Given text:
▶

The timing in Paris early Friday morning could hardly have been more ominous. As the Mayor of Paris and top French officials were on a flight from Lima, Peru, where the International Olympic Committee had awarded them the right to host the Summer Games in 2024, events were unfolding on the ground.
As the airplane approached Paris, a man wielding a knife lunged at a soldier in the heart of the city, in the heavily used Chatelet Metro station, while expressing support for ISIS, according to police. The timing was almost certainly unintended, and the attacker arrested before he inflicted any injuries. And yet, the assault served as a telling reminder—if any was needed—of a crucial question that will loom over the city ahead of August 2024: Just how safe will the Paris Olympics be?
Of course, these Games are still seven years away. But officials say they are already intently working on how to properly secure Paris for the hundreds of thousands, perhaps millions, of people they expect to pour into the city for the Olympics.
The effort is particularly focused on the 35 sporting arenas where the Olympics will take place—including beach volleyball at the foot of the Eiffel Tower, swimming and rowing on the Seine River, and horse-jumping at the Chateau of Versailles. Another major site will be the Olympic Village, planned for about 14,500 athletes, that will be built in the low-income, northeast district of Seine-Saint-Denis.
“We know that the Games constitute a target,” Etienne Thobois, Director General of the Paris 2024 committee, told the French paper Libération on Thursday, hours after the International Olympic Committee awarded Paris the 2024 games in Lima. “We rely on very precise knowledge of our sites, the advice of police, and the experience of Euro 2016,” he said.

◀

Data segment:
▶

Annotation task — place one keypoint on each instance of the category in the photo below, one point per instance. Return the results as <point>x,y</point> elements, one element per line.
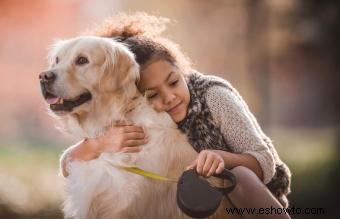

◀

Objectives:
1 – Revise the article on Paris Olympic security from the words "The effort is" through the words "district of Seine-Saint-Denis.", replacing "Chateau of Versailles" with "Palace of Versailles".
2 – Pick up the article on Paris Olympic security after its final sentence and carry it further.

Results by task:
1 –
The effort is particularly focused on the 35 sporting arenas where the Olympics will take place—including beach volleyball at the foot of the Eiffel Tower, swimming and rowing on the Seine River, and horse-jumping at the Palace of Versailles. Another major site will be the Olympic Village, planned for about 14,500 athletes, that will be built in the low-income, northeast district of Seine-Saint-Denis.

2 –
This was a reference to the European soccer championships which took place in Paris and across France last year, little more than six months after ISIS-trained gunmen-suicide bombers rampaged through the capital, killing 130 people at sidewalk cafés and a music hall, on a balmy Friday evening.
Yet the Championships passed without major incident; the large contingent of soldiers and police faced more problems from brawling fans than from terrorists. For the Olympics, Paris will install extensive videosurveillance systems around sporting venues and the athletes’ housing, Thobois says.
All of that will cost money, though — and how much has become a matter of hot debate. Out of a budget of $7.3 billion to host the Games—a fraction of the $51 billion Beijing spent on the 2008 Games, and just over half the amount spent to hold last year’s Rio Olympics—the Paris organizing committee has so far budgeted only €186 million ($221 million) for security.
Experts believe that total is far too low. They point to London, which budgeted almost exactly the same amount for security during the Olympic Summer Games in 2012. That was before a series of deadly attacks on the London transport network hit the U.K. capital, one day after they won that hosting bid in 2005. By the time the London Olympics opened in summer 2012, security costs had ballooned to about $1 billion.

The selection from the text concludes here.